Your assignment: The lines below that include "watering" are to be found and copied.

Referring expression pointing data:
---
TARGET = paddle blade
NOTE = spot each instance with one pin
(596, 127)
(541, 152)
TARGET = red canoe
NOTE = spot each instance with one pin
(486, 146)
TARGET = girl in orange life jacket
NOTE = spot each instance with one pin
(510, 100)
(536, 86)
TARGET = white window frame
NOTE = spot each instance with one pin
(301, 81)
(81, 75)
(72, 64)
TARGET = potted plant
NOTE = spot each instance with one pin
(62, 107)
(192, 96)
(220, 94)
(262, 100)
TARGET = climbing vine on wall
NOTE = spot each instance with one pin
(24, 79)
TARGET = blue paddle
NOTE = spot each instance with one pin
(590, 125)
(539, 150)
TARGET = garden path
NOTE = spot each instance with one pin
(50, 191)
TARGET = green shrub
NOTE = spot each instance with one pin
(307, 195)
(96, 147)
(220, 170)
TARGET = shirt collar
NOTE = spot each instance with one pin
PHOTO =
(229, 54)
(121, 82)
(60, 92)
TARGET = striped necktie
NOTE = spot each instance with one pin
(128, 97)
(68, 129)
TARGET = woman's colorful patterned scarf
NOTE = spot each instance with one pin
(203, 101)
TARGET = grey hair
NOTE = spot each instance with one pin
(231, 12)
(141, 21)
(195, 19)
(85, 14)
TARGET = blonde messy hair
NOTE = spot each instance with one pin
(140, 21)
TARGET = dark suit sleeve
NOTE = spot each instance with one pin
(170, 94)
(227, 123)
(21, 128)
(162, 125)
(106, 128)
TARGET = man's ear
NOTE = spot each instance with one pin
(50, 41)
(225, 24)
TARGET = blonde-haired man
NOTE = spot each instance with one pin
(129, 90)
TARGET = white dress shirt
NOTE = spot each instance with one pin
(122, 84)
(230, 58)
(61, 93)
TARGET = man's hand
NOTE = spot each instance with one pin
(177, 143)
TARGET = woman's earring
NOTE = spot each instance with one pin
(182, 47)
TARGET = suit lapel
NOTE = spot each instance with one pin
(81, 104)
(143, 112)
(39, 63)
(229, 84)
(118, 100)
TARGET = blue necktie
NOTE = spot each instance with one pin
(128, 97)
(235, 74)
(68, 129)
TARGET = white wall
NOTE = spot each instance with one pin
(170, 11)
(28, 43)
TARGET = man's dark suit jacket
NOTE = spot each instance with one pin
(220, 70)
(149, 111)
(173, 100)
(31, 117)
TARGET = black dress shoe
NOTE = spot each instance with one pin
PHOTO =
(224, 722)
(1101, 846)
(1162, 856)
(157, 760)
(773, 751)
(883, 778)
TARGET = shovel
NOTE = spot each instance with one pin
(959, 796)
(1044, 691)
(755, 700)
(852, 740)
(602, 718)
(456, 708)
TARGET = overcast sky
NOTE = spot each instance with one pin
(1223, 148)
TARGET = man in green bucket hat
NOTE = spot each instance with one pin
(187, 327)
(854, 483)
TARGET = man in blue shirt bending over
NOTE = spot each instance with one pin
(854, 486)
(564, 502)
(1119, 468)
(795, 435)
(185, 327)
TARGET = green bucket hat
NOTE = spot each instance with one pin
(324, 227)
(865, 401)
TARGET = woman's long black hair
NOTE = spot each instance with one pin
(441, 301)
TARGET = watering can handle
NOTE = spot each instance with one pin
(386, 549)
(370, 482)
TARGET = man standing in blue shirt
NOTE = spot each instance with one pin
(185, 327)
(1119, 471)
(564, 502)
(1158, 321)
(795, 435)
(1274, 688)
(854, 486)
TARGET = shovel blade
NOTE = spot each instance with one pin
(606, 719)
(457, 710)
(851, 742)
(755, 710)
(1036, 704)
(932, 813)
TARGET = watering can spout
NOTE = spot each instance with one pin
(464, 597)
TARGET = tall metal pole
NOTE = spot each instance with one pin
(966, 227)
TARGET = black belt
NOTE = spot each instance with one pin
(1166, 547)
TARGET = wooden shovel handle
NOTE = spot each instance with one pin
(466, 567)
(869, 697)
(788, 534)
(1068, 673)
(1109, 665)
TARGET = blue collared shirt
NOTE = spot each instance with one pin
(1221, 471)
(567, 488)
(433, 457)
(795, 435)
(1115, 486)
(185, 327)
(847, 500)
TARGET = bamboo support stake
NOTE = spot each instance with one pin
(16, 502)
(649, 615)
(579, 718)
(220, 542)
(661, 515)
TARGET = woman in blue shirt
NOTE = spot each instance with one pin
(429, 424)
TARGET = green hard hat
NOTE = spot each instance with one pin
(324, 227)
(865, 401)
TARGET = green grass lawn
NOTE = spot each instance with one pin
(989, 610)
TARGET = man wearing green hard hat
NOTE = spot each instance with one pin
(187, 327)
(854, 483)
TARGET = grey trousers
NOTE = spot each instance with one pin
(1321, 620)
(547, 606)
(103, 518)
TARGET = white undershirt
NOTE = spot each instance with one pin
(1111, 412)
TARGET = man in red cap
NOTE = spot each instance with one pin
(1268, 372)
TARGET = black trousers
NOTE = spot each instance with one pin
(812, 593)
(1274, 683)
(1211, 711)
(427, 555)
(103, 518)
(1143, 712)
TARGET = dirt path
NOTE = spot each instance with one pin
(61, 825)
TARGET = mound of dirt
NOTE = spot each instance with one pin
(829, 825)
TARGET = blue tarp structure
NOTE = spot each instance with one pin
---
Solution to this task:
TARGET = watering can handle
TARGET = watering can spout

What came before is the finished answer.